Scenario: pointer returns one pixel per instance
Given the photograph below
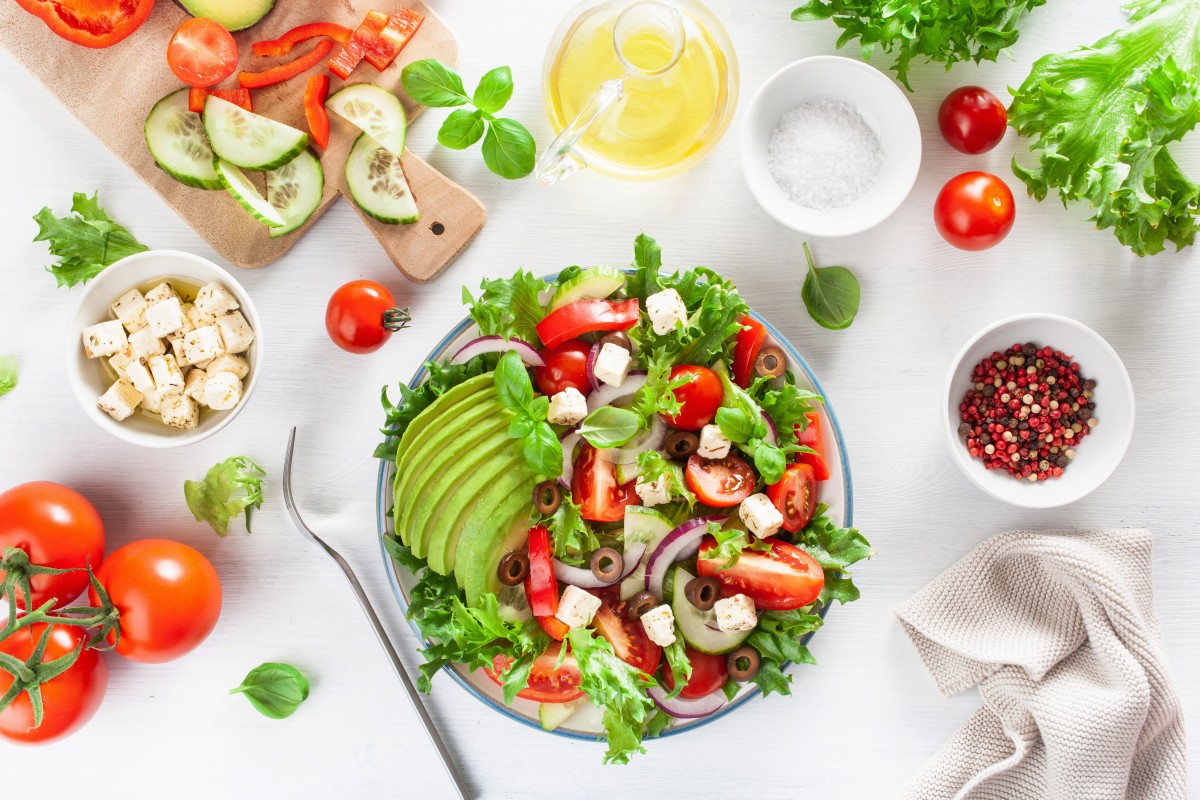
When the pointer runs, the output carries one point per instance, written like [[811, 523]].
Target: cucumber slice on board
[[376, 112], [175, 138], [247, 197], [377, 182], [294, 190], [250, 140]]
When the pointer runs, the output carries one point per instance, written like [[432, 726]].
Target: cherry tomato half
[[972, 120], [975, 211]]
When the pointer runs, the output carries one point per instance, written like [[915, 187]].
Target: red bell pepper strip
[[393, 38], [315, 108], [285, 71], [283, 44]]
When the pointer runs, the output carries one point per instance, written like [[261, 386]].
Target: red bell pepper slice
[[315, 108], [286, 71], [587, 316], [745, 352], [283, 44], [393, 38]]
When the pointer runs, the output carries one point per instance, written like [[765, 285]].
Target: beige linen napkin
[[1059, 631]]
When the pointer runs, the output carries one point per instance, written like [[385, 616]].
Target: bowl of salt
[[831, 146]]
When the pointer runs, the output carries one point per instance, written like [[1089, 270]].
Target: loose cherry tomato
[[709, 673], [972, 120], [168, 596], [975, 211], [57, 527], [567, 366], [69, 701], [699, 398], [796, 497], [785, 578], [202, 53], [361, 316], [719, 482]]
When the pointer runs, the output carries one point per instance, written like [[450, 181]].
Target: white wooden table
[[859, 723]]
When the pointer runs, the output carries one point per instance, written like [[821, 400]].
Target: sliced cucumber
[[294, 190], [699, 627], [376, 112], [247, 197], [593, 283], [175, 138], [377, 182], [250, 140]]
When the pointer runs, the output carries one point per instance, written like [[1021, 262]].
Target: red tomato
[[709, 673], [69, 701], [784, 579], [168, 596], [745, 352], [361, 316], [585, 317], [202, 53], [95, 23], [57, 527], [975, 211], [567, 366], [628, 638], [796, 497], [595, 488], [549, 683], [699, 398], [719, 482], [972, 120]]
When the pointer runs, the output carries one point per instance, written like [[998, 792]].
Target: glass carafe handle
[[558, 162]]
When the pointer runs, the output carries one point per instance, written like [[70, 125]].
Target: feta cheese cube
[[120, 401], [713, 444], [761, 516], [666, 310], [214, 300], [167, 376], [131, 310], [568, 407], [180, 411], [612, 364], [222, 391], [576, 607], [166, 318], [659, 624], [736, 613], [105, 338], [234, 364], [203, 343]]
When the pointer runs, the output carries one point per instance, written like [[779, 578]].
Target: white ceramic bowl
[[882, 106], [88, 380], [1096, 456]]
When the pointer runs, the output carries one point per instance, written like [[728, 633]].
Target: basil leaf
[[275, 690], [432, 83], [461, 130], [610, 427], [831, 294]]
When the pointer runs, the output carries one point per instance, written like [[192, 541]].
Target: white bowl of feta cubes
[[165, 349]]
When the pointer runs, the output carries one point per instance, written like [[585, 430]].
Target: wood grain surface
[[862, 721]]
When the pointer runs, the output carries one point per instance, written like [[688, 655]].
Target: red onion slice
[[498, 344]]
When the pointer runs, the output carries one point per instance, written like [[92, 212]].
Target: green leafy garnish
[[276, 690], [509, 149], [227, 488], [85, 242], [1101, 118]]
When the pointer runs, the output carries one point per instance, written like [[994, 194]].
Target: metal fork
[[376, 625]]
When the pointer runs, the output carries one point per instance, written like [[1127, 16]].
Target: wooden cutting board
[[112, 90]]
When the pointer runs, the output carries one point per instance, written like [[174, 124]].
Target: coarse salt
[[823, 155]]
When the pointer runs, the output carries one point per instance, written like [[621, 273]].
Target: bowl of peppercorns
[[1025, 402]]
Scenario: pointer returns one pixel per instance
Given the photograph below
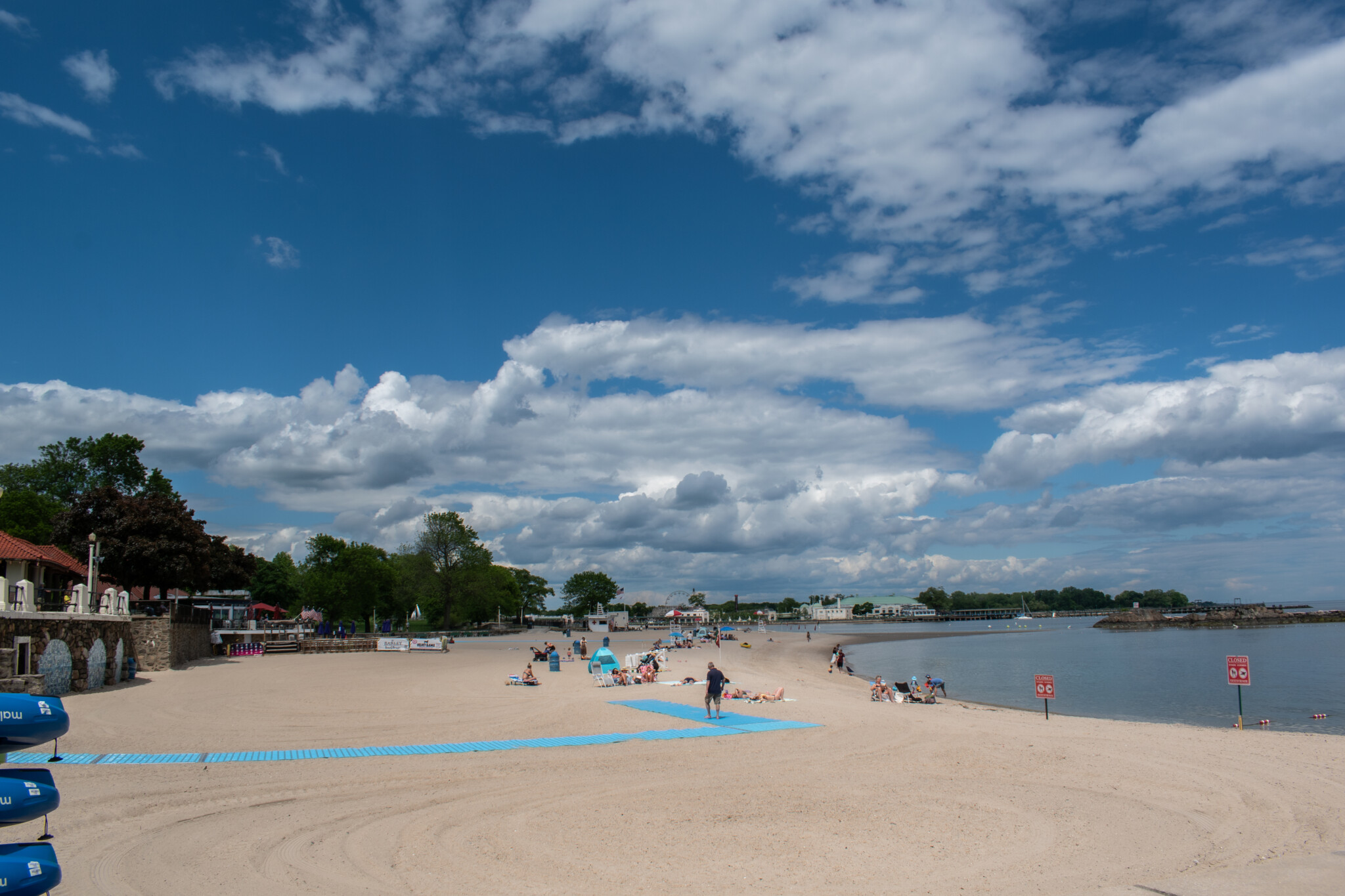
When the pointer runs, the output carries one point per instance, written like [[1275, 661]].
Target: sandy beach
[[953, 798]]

◆ ◆ ◆

TASK DESCRIPTION - Repeat the listing above word for word, line by line, but leave out the pictures.

REPLY TO THE TASK -
Scenario: pointer returns one pixel per instance
Given the photograph below
When the pointer runs, the output carries one point per instance, written like [[811, 523]].
Target: cucumber slice on board
[[376, 112], [175, 138], [247, 197], [377, 182], [294, 190], [250, 140]]
When the pointer runs, the output carries one point per instance, written like [[432, 726]].
Target: cherry tomato half
[[972, 120], [975, 211]]
When the pointer runs, the output carries one point per instance, written like [[915, 187]].
Target: red bell pepper strip
[[393, 38], [315, 108], [285, 71], [283, 44]]
When the pointer runs, the output carries one point per instance, written like [[261, 386]].
Target: red bell pepper slice
[[315, 108], [286, 71], [587, 316], [745, 352], [283, 44], [393, 38]]
When the pointer runs, the output carries one point per instance, written like [[765, 285]].
Target: beige linen napkin
[[1059, 631]]
When the pointer runs, the output carries one point per instance, written like [[385, 616]].
Target: bowl of salt
[[831, 146]]
When the pointer runs, the output carries one point per instance, written like [[1089, 270]].
Target: loose cherry tomato
[[709, 673], [972, 120], [168, 596], [975, 211], [57, 527], [567, 366], [69, 701], [699, 398], [796, 497], [785, 578], [202, 53], [361, 316], [719, 482]]
When the pointer runs, the output carries one point per instance, written like [[450, 181]].
Target: white wooden table
[[859, 723]]
When the pointer runs, the output carries one point per instance, written like [[821, 400]].
Target: sliced cucumber
[[294, 190], [699, 627], [376, 112], [247, 197], [593, 283], [175, 138], [377, 182], [250, 140]]
When the pointer runs, the output carries one point per instance, written like [[1021, 262]].
Target: red tomato
[[709, 673], [69, 701], [784, 579], [168, 596], [745, 352], [361, 316], [585, 317], [202, 53], [95, 23], [57, 527], [975, 211], [567, 366], [628, 638], [796, 497], [595, 488], [549, 683], [699, 398], [719, 482], [972, 120]]
When the pointer runs, the output carries one point per instance, written like [[998, 792]].
Target: glass carafe handle
[[558, 162]]
When the pointer runs, the output carries one point per instance, written like [[70, 125]].
Target: feta cheese cube
[[120, 401], [713, 444], [761, 516], [666, 310], [214, 300], [167, 376], [131, 310], [568, 407], [180, 411], [612, 364], [222, 391], [576, 607], [166, 318], [659, 624], [736, 613], [105, 338], [234, 364], [203, 343]]
When the pointer runs, the output carries one point per instance, written like [[779, 578]].
Target: white ceramic bowl
[[882, 106], [88, 380], [1096, 456]]
When the pointer runs, the output carries one point per instance, written like [[728, 633]].
Target: basil leaf
[[275, 690], [432, 83], [461, 130], [610, 427], [831, 294]]
When the pointer runs, the output carries one point per instance, written like [[192, 541]].
Target: white bowl of feta cubes
[[165, 349]]
When the pointer runs, the output carries one point per instance, written like [[585, 430]].
Target: wood grain surface
[[862, 721]]
When the pointer runs, the output carries one point per instance, written like [[688, 655]].
Target: red onion slice
[[498, 344]]
When the pointer runs, the output carries one point per instance, written like [[92, 212]].
Target: green leafy garnish
[[276, 690], [509, 149], [227, 488], [85, 242], [1101, 118]]
When the pointer runs, the output carries one point per instance, written like [[994, 194]].
Target: metal fork
[[376, 625]]
When the pointer runs, the output carries one point per instance, written like [[1127, 16]].
Target: wooden cutting board
[[112, 90]]
When the pointer runs, the output carries one point per instance, written like [[174, 124]].
Target: coarse salt
[[823, 155]]
When the pointer runs, the output carries one point per instance, written like [[621, 273]].
Target: bowl of peppercorns
[[1025, 402]]
Scenario: pointer returns one pixel per instance
Given the photograph below
When the pointer runs, the output carries one point per instance, written like [[1275, 661]].
Target: sandy beach
[[953, 798]]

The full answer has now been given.